Step Activity Monitoring
Participants were given a FitBit™ One or Fitbit™ Zip at the end of the clinical evaluation to wear on their non-paretic leg. While the FitBit™ has demonstrated acceptable accuracy in detecting steps in individuals with stroke,12,43–45 it may be less accurate in detecting steps in individuals with stroke with gait speeds of <0.3 m/s.46 Therefore, participants were required to have a self-selected gait speed of at least 0.3 m/s to be eligible for participation in the clinical trial. The monitor was placed such that the face of the monitor could not be seen. Participants were instructed to begin wearing the FitBit™ the next morning and wear for at least 3 full days (preferably for at least 7 days). They were instructed to go about their normal routine while wearing the monitor and to remove it for bathing, swimming, and sleep. Participants returned the FitBit™ at their next study visit or by mail if they were determined ineligible for study participation. Once returned, the research PT ensured that there were at least 3 valid days of activity and then averaged the steps per day (SPD) over the number of valid recording days. To be considered a valid recording day, times of donning/doffing were considered, and participants were questioned about their activity if there were any inconsistencies or irregularities. For example, if the stepping activity for a particular recording day appeared out-of-the-ordinary for a particular participant, they were shown the stepping data and queried to understand what factors resulted in such irregularities to determine if the day should be counted as a valid recording day. If there were not enough valid stepping days, the participant was asked to wear it again to obtain the required number of days.

•••

> ASSIGNMENT:
Answer these questions from the text on step activity monitoring:
(a) On which leg did participants wear the FitBit™?
(b) What self-selected gait speed did participants need in order to be eligible for the clinical trial?
(c) For which activities were participants told to remove the monitor?

(Saved data entries)
•••

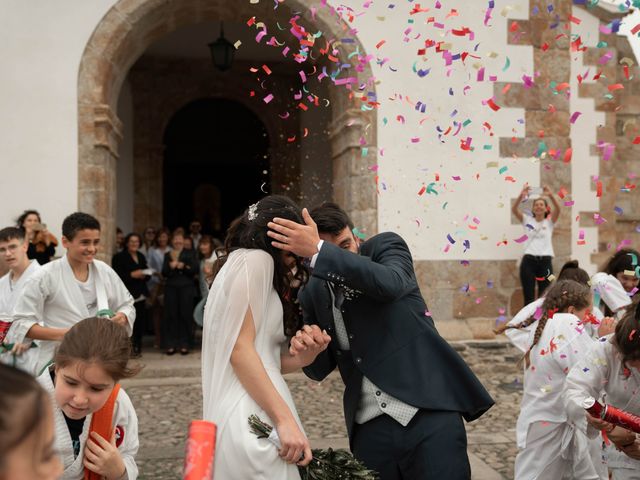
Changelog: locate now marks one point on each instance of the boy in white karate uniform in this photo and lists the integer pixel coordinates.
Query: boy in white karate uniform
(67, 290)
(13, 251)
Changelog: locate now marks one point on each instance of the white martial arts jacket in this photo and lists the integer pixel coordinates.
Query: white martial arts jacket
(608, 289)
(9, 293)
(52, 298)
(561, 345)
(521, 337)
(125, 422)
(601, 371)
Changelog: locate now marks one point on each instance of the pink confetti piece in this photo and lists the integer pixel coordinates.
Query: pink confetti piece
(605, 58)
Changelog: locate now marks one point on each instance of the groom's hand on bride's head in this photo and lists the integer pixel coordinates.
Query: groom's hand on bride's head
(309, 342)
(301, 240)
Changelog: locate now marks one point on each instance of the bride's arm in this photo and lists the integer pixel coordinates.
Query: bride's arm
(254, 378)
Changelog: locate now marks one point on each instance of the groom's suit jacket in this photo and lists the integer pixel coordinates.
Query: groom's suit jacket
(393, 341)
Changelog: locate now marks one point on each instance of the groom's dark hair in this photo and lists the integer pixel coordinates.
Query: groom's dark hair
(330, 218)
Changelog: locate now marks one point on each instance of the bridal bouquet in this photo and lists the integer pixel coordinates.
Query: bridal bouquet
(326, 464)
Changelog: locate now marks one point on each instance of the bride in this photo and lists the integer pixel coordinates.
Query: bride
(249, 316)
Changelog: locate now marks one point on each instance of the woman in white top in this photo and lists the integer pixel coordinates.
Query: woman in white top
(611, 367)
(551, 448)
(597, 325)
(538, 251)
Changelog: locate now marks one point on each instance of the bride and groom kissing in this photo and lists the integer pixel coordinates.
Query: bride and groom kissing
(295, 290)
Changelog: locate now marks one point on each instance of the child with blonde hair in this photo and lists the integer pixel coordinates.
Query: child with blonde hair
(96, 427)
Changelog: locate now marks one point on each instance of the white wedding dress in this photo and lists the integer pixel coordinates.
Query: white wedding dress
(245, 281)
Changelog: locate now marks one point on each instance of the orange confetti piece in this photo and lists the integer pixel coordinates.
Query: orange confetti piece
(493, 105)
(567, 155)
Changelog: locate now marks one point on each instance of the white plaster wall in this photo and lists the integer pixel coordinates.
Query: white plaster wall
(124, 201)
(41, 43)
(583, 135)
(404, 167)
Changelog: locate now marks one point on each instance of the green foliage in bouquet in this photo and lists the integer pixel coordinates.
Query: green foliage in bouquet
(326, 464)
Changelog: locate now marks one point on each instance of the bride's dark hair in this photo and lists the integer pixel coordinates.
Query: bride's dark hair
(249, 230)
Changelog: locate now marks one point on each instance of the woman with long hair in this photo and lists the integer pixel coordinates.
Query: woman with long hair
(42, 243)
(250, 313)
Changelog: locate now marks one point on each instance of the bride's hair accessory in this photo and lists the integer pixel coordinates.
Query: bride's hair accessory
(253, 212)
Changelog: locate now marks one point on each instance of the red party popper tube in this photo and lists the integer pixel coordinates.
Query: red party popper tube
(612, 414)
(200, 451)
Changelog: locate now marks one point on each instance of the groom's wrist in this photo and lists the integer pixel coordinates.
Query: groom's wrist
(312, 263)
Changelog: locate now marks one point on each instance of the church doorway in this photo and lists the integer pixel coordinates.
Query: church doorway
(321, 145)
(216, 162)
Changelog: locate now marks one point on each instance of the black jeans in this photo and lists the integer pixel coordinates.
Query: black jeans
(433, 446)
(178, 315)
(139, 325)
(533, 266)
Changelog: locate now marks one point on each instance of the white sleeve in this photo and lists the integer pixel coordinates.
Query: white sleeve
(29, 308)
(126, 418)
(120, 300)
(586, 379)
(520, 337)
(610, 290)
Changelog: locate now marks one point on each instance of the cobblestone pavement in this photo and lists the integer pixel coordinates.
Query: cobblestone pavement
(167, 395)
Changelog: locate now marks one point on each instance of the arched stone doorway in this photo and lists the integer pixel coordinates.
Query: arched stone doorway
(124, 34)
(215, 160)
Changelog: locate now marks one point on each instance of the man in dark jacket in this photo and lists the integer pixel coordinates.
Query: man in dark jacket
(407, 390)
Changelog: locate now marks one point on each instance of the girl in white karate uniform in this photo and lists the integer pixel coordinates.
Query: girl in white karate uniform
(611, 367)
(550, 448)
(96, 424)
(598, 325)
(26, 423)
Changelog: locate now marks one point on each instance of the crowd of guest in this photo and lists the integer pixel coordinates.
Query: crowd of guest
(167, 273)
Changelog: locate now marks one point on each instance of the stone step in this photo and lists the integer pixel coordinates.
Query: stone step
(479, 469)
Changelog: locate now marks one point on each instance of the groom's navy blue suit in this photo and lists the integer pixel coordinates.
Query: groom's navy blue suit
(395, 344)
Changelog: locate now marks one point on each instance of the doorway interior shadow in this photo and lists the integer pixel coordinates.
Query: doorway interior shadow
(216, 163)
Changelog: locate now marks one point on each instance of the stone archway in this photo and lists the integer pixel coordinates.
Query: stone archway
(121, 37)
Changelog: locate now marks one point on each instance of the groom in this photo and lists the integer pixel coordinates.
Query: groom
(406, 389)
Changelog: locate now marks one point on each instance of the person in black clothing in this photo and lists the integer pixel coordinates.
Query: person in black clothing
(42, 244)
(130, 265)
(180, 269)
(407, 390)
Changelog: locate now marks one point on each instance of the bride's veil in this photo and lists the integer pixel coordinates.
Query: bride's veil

•••

> REPLY:
(a) The non-paretic leg.
(b) At least 0.3 m/s.
(c) Bathing, swimming, and sleep.